### [The exercise]
The required output is the line that contains "the child's backpack." plus every line after it in the listing below, copied exactly as it appears.

### [Supplied records]
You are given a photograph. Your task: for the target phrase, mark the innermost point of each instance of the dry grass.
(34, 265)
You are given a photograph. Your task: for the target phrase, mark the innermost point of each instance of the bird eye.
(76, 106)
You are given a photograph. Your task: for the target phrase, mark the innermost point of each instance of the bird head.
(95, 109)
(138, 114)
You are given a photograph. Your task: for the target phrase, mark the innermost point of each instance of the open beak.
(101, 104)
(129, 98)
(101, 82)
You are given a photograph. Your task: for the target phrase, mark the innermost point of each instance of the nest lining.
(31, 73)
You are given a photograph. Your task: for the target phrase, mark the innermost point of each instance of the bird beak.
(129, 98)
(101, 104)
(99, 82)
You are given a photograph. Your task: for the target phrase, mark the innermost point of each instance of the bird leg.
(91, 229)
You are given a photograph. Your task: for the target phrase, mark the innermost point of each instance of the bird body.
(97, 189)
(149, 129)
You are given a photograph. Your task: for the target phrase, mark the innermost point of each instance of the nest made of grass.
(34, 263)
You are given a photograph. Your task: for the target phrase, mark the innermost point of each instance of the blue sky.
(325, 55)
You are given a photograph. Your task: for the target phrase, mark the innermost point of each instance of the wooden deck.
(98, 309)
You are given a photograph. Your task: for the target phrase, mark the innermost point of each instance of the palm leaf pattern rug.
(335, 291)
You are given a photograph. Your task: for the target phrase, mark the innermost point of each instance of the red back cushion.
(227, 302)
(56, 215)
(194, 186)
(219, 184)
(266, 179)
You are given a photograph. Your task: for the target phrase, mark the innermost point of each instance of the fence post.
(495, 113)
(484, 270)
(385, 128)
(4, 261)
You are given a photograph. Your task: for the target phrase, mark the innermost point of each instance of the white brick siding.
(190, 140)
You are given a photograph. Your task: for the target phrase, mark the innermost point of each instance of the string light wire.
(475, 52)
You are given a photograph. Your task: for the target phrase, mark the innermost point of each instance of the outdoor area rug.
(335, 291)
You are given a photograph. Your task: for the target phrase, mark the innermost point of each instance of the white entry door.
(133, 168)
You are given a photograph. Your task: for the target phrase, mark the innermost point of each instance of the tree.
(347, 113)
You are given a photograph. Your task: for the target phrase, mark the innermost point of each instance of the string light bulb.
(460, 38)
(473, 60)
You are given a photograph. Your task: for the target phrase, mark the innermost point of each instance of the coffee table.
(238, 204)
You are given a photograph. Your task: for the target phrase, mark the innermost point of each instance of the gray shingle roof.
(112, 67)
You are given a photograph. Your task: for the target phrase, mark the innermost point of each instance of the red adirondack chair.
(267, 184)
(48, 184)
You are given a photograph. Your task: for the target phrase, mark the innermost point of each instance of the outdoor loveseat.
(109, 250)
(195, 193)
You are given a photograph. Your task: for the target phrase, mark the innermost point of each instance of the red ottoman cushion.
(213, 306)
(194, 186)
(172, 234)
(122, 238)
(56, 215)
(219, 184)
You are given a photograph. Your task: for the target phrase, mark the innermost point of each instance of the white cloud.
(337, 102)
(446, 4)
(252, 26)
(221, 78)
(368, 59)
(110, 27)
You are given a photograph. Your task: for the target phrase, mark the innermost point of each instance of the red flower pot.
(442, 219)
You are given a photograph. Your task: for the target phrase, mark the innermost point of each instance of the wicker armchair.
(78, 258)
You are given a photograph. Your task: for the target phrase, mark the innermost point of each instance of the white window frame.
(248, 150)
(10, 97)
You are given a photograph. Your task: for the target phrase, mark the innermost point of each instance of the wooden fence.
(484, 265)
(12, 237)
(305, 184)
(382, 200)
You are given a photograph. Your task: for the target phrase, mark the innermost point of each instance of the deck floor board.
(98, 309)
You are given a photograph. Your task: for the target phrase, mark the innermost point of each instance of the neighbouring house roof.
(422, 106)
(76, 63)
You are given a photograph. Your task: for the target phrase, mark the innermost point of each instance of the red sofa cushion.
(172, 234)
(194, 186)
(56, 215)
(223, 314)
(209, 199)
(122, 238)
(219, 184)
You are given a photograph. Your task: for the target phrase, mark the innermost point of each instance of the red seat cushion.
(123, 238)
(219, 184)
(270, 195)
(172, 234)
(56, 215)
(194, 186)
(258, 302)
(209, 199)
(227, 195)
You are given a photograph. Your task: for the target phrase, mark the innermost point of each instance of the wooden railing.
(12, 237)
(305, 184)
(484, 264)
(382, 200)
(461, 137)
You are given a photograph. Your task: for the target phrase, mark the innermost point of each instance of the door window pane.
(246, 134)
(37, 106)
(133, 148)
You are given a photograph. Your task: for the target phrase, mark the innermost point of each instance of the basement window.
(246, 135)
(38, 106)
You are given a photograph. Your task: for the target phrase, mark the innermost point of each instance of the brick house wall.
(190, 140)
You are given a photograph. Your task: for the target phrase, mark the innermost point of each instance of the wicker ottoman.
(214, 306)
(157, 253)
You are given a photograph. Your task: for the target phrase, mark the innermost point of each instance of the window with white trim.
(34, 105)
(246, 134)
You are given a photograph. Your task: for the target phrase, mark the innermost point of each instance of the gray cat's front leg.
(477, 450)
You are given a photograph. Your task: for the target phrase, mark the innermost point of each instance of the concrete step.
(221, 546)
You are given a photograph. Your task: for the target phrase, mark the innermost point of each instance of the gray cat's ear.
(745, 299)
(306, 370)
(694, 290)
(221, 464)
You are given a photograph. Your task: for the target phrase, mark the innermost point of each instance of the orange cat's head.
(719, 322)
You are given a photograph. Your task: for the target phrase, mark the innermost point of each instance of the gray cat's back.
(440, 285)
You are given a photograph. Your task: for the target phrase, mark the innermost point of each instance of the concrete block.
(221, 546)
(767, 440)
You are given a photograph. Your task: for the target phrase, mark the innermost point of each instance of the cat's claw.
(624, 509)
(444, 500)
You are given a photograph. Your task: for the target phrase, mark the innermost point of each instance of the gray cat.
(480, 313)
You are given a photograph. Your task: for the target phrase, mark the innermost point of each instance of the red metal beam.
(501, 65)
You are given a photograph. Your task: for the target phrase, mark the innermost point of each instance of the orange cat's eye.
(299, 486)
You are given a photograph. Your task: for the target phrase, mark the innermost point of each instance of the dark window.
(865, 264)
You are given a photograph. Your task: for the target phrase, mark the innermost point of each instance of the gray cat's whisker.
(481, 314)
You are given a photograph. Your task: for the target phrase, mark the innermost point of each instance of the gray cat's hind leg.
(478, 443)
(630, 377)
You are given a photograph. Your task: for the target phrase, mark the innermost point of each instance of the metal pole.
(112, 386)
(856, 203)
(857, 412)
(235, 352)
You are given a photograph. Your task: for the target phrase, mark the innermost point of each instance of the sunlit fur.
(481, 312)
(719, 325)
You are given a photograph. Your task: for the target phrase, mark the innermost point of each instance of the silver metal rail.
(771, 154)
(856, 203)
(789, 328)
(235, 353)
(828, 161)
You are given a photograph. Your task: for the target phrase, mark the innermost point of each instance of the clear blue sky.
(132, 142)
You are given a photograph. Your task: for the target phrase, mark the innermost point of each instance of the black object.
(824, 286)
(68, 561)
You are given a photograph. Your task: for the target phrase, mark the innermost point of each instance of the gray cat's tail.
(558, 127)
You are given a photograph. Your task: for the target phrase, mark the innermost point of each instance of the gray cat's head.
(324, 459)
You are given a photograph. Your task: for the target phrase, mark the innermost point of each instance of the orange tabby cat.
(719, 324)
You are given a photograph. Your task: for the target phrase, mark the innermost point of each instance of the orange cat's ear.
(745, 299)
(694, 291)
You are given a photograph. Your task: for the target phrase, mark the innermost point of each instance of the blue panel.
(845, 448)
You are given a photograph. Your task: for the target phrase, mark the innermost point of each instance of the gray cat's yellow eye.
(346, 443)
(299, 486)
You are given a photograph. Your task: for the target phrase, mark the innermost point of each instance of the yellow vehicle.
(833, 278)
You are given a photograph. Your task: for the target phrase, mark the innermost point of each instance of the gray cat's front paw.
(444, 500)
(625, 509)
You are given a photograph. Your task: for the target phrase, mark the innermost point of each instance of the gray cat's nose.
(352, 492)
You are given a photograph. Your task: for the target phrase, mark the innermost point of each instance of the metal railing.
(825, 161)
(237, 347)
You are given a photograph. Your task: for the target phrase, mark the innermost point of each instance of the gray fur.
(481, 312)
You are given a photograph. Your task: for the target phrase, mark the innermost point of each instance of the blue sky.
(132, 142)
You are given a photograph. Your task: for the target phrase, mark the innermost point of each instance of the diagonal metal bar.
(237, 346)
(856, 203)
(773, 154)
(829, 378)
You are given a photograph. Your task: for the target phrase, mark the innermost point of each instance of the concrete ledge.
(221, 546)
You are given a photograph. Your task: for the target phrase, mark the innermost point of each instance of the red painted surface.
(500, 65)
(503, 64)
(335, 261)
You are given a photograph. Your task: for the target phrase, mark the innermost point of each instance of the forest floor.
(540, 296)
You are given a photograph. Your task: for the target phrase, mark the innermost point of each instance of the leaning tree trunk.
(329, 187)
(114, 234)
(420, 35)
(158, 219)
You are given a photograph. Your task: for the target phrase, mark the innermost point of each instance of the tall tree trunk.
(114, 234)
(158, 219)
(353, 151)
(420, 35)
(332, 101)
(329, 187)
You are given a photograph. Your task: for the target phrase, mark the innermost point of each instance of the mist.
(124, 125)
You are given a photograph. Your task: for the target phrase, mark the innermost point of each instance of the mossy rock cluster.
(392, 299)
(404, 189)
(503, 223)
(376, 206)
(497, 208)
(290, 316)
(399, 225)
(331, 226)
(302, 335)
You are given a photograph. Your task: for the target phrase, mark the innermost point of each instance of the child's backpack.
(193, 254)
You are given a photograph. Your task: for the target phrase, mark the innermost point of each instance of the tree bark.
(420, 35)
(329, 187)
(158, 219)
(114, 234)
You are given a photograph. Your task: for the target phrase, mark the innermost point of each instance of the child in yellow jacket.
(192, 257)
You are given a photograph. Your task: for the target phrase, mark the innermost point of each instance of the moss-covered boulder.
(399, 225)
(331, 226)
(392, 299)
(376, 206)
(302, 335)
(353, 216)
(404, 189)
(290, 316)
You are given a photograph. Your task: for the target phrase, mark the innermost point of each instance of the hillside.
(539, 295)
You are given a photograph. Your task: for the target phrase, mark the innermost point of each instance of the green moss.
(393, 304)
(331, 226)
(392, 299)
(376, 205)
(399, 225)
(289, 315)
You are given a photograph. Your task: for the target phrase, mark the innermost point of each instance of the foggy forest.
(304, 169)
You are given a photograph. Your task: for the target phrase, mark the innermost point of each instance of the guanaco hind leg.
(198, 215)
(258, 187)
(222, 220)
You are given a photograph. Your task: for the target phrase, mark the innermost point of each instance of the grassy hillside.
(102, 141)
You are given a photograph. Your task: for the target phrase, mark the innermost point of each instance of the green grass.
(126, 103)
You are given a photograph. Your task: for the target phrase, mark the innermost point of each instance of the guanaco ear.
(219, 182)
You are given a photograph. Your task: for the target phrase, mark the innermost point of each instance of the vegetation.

### [The reply]
You are given a photograph. Your task: for the target phrase, mark the innermost point of each instance of the child's backpack.
(193, 254)
You are given a photograph. Your task: for the target phrase, mark the innermost point of each instance of the tree bark.
(420, 35)
(329, 187)
(158, 219)
(114, 234)
You are given a photograph. Your task: for the target phrase, mark the innermost point of each instance of the child in yellow jacket.
(192, 257)
You are given a photograph. Your task: for the target phrase, mark the innermost point of each instance of the moss-covered boulder.
(399, 225)
(331, 226)
(392, 299)
(376, 206)
(302, 335)
(353, 216)
(404, 189)
(290, 316)
You are given a photograph. Your task: for the target phrase, mark the innermost point of each instance of the hillside.
(539, 295)
You are given a photograph. Your task: for the target phrase, mark the innermost point of each instance of the green moss.
(393, 304)
(331, 226)
(392, 299)
(376, 205)
(399, 225)
(289, 315)
You are given a photograph. Your task: for the target phrase, mark the innermost point of each instance of the foggy forest.
(304, 169)
You are given a photograph. Your task: for the target phrase, mark the innermost point of each instance of the guanaco hind leg.
(198, 215)
(258, 187)
(222, 220)
You are given a photograph. Your task: for the target phrase, mark the innermost point of each instance of the grassy hillside.
(102, 141)
You are given a photograph. Your task: for the target phrase, mark the innermost point of each instance of the green grass.
(126, 103)
You are given a photograph. Your task: for the target phrase, mark the innermost point of each instance of the guanaco ear.
(219, 182)
You are given a photograph. Your task: for the target phrase, mark the innermost point of each instance of the vegetation.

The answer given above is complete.